──────── Text extract ────────

I have not been to a revival meeting for decades, but once in a while I feel moved to say, “Amen!” That happened as I read the news recently.
An article reported that Thomas Hoenig, president of the Federal Reserve Bank of Kansas City who is a voting member of the Fed’s policy-making Federal Open Market Committee, has called for raising interest rates “sooner rather than later.”
The next article related how the world’s largest investment bank, Goldman Sachs, made more than $100 million in net trading revenue per day on 131 different days in their 2009 fiscal year. Since Saturdays, Sundays and holidays don’t count, that means Goldman topped $100 million per day over half the trading days in the year.
That income was from trading for its own account, not fees from corporate clients for carrying out traditional investment banking services like new stock or bond issues or advising on mergers or acquisitions. Over the year, such net revenue totaled $45.2 billion, contributing to profits of $13.4 billion.
As I read that, my mind flitted back to another assertion by Hoenig I had read moments earlier: “I think we shouldn’t be guaranteeing the markets a zero rate for an extended period.” Amen, brother! Amen, amen and amen!
I want to make clear that I don’t think the Fed’s injection of huge amounts of money into the economy over the past 30 months was a mistake. I’m not one of those people who think this was all a waste of money and that we would be in exactly the same position if we hadn’t done it.
We did stand at the edge of an economic abyss and the Fed’s actions, together with assistance from the Treasury, pulled us back from what might have been the worst global depression in a century. No one knows for sure how bad it could have been, but when former Treasury Secretary Henry Paulson testified recently that unemployment could have reached 25 percent, or more, without emergency action by the Fed and Treasury, I think he is right.

────────

» **Directive**:
Continue the column on the Federal Reserve and interest rates, picking up after its final sentence.

──────── Extracted records ────────

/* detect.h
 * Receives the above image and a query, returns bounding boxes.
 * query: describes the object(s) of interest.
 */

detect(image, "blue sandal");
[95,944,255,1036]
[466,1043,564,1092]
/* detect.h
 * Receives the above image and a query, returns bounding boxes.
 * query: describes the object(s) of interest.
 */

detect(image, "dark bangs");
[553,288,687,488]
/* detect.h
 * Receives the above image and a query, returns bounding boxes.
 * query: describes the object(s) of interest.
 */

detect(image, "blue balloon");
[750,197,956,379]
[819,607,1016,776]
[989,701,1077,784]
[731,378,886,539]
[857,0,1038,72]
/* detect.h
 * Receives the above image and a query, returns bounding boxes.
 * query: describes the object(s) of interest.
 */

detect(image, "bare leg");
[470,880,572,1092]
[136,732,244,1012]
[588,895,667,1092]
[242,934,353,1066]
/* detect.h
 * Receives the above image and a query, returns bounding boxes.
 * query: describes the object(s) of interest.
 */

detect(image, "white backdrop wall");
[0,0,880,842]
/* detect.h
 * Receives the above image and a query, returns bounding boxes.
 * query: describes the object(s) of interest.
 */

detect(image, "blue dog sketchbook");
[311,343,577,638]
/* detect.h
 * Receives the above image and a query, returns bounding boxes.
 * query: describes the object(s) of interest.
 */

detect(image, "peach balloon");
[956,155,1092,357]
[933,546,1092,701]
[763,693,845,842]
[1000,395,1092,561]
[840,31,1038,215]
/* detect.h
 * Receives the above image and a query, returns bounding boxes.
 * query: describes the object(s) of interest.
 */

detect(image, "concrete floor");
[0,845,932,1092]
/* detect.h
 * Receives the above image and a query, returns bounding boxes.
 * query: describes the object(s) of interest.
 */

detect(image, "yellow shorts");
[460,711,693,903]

────────
──────── Extracted records ────────

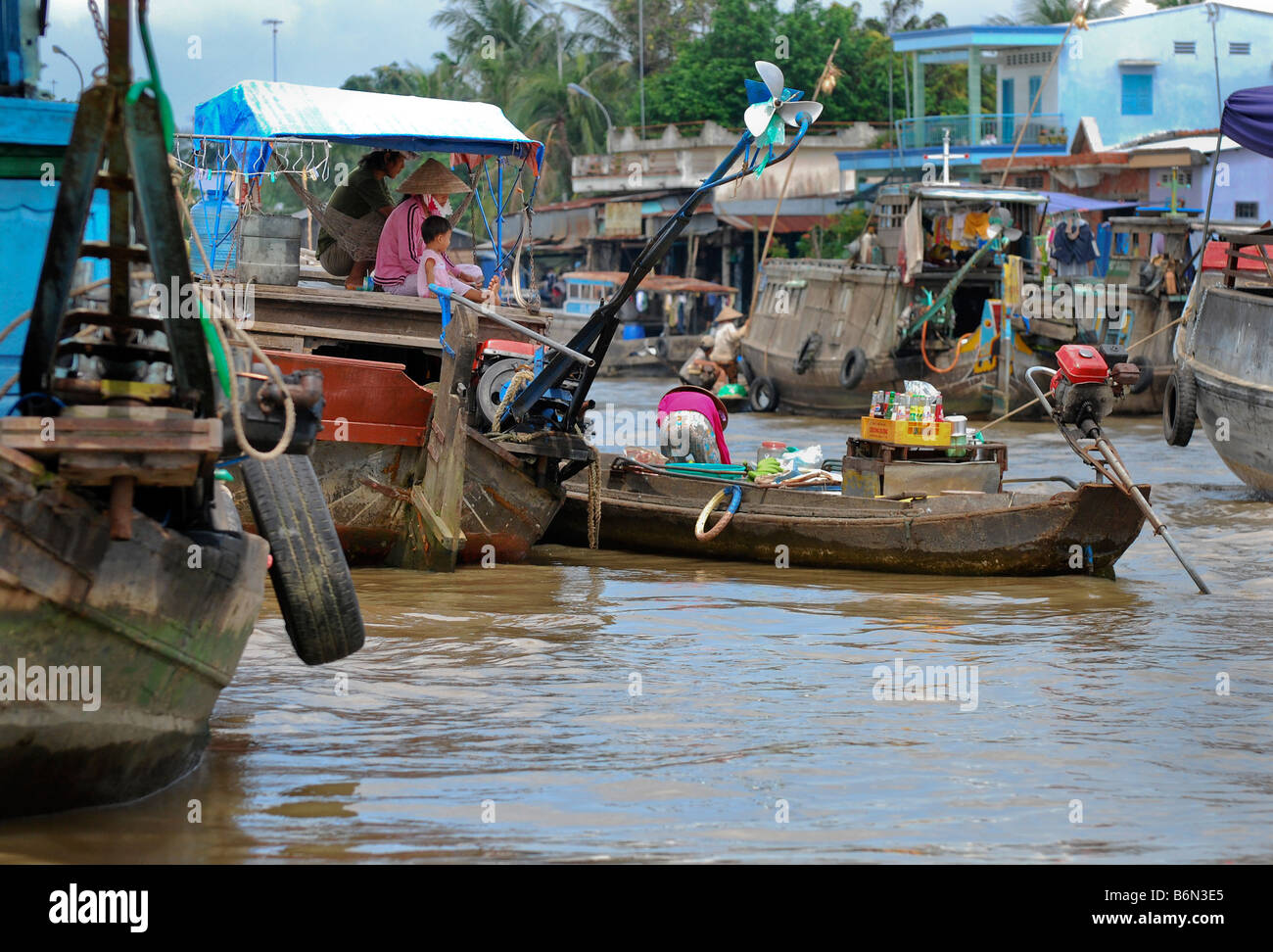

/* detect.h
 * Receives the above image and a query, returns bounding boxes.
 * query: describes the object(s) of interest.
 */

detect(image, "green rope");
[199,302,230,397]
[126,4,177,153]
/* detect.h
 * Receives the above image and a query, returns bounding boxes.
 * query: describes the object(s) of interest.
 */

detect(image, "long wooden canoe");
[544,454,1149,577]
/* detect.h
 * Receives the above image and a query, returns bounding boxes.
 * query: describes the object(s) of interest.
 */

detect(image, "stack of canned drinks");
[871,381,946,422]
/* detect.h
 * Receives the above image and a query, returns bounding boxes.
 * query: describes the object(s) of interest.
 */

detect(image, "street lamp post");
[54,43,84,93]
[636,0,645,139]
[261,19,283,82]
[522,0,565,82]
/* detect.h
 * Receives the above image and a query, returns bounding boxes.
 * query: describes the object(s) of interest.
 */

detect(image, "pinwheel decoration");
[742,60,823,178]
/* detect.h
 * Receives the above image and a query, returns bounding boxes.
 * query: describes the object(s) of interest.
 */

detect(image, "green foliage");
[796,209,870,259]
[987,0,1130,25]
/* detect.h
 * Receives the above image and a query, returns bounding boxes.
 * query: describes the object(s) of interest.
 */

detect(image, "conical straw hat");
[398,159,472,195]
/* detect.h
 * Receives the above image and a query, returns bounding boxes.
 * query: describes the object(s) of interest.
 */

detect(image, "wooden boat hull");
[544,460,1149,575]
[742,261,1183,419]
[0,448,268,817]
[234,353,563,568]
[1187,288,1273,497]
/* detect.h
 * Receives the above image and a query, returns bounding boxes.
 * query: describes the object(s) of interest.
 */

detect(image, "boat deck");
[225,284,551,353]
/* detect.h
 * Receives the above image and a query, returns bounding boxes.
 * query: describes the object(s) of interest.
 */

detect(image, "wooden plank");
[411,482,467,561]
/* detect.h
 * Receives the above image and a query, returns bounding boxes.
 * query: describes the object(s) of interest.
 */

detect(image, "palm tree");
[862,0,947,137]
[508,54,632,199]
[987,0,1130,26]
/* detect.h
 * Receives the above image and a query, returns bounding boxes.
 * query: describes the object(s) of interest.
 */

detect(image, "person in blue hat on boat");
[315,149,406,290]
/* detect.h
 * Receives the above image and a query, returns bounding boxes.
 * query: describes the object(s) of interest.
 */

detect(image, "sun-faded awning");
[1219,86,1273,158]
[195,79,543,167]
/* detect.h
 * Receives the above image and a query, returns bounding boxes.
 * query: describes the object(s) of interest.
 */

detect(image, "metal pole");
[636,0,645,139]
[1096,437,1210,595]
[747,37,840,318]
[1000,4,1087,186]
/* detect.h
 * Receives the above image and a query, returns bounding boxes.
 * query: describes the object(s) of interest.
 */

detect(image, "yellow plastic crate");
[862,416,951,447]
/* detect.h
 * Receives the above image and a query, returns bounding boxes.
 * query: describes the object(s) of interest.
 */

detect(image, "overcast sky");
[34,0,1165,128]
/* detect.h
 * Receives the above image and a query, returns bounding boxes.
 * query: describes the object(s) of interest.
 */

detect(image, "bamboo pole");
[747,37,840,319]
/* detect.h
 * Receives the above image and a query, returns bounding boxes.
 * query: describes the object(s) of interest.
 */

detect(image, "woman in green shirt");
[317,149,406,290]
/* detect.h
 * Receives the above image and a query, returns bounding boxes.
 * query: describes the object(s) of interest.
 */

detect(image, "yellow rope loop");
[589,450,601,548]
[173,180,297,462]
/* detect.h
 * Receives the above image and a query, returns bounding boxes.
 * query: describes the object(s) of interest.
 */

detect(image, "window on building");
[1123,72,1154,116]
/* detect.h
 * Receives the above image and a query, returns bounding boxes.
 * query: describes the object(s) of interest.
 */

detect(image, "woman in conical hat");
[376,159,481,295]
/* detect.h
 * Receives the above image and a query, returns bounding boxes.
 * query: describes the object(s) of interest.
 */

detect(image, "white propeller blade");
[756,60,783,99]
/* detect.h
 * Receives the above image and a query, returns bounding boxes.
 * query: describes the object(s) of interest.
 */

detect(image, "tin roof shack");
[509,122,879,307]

────────
──────── Extracted records ────────

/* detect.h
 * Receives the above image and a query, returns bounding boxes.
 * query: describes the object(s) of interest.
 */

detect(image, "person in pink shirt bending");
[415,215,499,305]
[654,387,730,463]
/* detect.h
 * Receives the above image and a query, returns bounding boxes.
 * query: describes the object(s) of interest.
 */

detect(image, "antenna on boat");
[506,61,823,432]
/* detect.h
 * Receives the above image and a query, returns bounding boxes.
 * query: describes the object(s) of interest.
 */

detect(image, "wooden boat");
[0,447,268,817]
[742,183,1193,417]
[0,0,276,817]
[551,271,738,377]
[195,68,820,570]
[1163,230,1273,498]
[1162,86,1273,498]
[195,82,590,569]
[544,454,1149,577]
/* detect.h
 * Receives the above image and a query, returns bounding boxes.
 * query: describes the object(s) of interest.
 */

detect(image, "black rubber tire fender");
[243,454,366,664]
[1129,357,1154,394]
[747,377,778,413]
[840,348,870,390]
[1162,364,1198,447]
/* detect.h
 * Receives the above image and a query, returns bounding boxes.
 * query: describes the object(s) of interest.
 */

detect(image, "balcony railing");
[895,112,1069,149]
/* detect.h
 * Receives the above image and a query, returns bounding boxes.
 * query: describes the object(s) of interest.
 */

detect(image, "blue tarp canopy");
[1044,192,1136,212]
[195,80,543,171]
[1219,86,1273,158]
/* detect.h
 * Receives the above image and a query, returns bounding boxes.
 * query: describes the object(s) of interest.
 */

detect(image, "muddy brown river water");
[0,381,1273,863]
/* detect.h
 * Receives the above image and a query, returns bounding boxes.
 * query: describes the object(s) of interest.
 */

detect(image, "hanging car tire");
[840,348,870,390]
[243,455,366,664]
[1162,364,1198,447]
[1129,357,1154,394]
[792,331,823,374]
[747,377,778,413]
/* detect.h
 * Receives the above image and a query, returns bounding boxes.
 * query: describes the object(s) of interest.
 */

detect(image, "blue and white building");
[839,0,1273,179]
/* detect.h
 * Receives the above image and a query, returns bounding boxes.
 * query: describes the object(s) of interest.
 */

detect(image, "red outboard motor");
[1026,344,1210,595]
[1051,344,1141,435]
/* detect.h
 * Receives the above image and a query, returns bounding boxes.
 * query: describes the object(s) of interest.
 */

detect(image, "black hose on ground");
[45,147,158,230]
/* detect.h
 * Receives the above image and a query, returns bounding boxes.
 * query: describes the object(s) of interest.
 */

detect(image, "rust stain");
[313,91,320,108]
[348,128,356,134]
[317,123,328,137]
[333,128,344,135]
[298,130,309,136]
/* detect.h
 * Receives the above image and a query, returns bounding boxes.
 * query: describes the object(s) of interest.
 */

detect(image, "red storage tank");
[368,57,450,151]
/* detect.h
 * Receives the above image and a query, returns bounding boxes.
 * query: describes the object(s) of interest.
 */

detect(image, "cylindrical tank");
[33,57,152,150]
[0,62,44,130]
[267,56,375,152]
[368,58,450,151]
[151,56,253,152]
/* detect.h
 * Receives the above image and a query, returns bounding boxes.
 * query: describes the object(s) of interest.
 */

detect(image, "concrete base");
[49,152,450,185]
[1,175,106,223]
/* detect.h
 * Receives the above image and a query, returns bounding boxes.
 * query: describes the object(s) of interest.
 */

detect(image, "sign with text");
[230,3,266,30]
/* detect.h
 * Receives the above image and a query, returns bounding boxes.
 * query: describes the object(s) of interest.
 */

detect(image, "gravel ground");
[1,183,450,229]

────────

» **Result of this exercise**:
However, the fact that extraordinary money creation was justified in 2008 does not mean it is prudent to let all this liquidity slosh around the economy for “an extended period” as the Fed keeps promising. The public likes the resulting low interest rates, but these carry an unappreciated risk.
One risk is inflation. In the long run, a central bank “injecting liquidity” is tantamount to “creating money.” And, as Milton Friedman taught us, money growth that persistently exceeds the rate of growth of real production of goods and services, leads to inflation.
And if the past 15 years of U.S. history, or that of Japan in the 1980s, taught us anything, it is that excessive money growth can manifest itself in price bubbles in real estate and financial markets just as easily as in consumer prices — and with even worse consequences.
In addition to general inflation in either consumer or asset prices, excessive money growth coupled with implicit guarantees that no big financial institution will be allowed to fail, motivates financial firms to take cheap money and put it into riskier ventures. The same article that described Goldman’s trading revenue noted its average “value at risk,” a key measure of the riskiness of the trades it makes, climbed 21 percent from average levels in the preceding year.
Yes, a danger exists that the Fed could constrict money growth too much too soon. That happened in the 1930s. But the danger of being too lax is much greater than the public realizes and is heightened every time the Fed reiterates its “extended period” promise.
© 2010 Edward Lotterman
Chanarambie Consulting, Inc.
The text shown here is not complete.